Problem: Reproduce each entry below exactly as it appears.

Record extracts:
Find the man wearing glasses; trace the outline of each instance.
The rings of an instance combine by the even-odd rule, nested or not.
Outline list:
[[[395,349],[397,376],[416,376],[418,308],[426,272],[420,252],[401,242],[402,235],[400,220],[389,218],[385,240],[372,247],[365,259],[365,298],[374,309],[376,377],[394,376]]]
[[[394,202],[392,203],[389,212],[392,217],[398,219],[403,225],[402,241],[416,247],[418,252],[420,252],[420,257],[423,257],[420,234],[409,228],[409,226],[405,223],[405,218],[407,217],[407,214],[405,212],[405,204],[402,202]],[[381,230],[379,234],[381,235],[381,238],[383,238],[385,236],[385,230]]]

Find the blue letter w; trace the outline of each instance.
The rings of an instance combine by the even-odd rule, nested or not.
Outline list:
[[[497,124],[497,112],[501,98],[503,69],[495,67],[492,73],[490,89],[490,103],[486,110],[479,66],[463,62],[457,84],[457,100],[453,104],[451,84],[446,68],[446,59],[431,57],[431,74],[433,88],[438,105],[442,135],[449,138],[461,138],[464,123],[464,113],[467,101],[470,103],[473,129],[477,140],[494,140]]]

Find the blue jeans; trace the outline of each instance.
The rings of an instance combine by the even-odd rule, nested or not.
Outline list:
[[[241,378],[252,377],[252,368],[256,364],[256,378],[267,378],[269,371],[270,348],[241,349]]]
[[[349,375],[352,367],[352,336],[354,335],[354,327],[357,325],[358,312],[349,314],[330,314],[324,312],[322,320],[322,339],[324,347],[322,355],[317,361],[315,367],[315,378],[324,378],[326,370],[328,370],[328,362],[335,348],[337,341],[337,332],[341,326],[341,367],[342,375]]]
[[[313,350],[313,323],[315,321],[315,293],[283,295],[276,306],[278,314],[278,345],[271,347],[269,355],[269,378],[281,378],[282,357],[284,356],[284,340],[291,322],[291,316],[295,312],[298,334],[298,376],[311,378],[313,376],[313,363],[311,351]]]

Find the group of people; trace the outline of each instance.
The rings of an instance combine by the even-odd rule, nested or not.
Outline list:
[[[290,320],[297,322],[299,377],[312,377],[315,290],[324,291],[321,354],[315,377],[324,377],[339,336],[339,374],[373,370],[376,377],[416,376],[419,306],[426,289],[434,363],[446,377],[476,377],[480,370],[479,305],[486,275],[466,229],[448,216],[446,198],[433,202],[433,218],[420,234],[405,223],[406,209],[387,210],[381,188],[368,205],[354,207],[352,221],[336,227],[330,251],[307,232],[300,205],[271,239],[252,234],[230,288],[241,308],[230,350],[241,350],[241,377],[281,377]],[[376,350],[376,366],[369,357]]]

Completed task:
Find the man wearing glasses; trace the outline of each instance.
The rings of an instance combine by the even-odd rule, nested or not.
Outline list:
[[[395,349],[397,376],[416,376],[418,308],[426,272],[420,252],[401,242],[402,235],[400,220],[389,218],[385,240],[372,247],[365,259],[365,298],[374,309],[376,377],[394,376]]]
[[[394,202],[392,203],[389,212],[392,217],[398,219],[403,225],[402,241],[416,247],[418,252],[420,252],[420,257],[423,257],[420,234],[409,228],[409,226],[405,223],[405,218],[407,217],[407,214],[405,212],[405,204],[402,202]],[[381,230],[379,234],[381,235],[381,238],[383,238],[385,236],[385,230]]]

Find the blue letter w; trace the outline of each instance.
The rings of an instance combine by the even-odd rule, nested or not.
Outline list:
[[[497,124],[497,112],[501,98],[503,69],[495,67],[492,73],[490,89],[490,103],[486,110],[479,66],[463,62],[457,84],[457,100],[453,104],[451,84],[446,68],[446,59],[431,57],[431,74],[433,88],[438,105],[442,135],[449,138],[461,138],[464,123],[464,113],[467,101],[470,103],[473,129],[477,140],[494,140]]]

Find the blue jeans; trace the outline of each instance.
The rings of an instance combine by the even-odd rule, nested or not.
Outline list:
[[[241,378],[252,377],[252,368],[256,364],[256,378],[267,378],[269,371],[270,348],[241,349]]]
[[[349,375],[352,367],[352,336],[354,335],[354,327],[357,325],[358,312],[349,314],[330,314],[324,312],[322,320],[322,339],[324,347],[322,355],[317,361],[315,367],[315,378],[324,378],[326,370],[328,370],[328,362],[335,348],[337,341],[337,332],[341,326],[341,367],[342,375]]]
[[[313,350],[313,323],[315,321],[315,293],[283,295],[276,306],[278,314],[278,345],[271,347],[269,355],[269,378],[281,378],[282,357],[284,356],[284,340],[291,322],[291,316],[295,312],[298,334],[298,376],[311,378],[313,376],[313,363],[311,351]]]

Find the group of people; trace the outline of each instance.
The rings of an instance combine by the even-odd rule, nested or not.
Outline list:
[[[290,320],[297,322],[299,377],[312,377],[315,290],[324,291],[321,354],[315,377],[324,377],[339,336],[339,374],[373,370],[376,377],[416,376],[419,306],[426,289],[434,363],[446,377],[476,377],[480,370],[479,305],[486,275],[466,229],[448,216],[446,198],[433,202],[433,218],[420,234],[405,223],[406,209],[387,210],[381,188],[368,205],[354,207],[352,221],[336,227],[330,251],[307,232],[300,205],[271,239],[252,234],[230,288],[241,308],[230,350],[241,350],[241,377],[281,377]],[[376,350],[376,366],[369,357]]]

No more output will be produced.